• [Obiettivo dichiarato] Aggiorna tutto il materiale riportando le righe con "white cloud" sostituito da "gray cloud" e senza altre modifiche.

• [Dati mostrati]
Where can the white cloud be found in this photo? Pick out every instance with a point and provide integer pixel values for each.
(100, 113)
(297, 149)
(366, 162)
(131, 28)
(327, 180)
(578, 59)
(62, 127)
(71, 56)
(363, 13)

• [Soluzione]
Where can the gray cloud be found in this photo? Pick out every instance with a point and provide integer pixel values for each.
(100, 113)
(297, 149)
(366, 162)
(131, 28)
(327, 180)
(578, 59)
(62, 127)
(71, 56)
(363, 13)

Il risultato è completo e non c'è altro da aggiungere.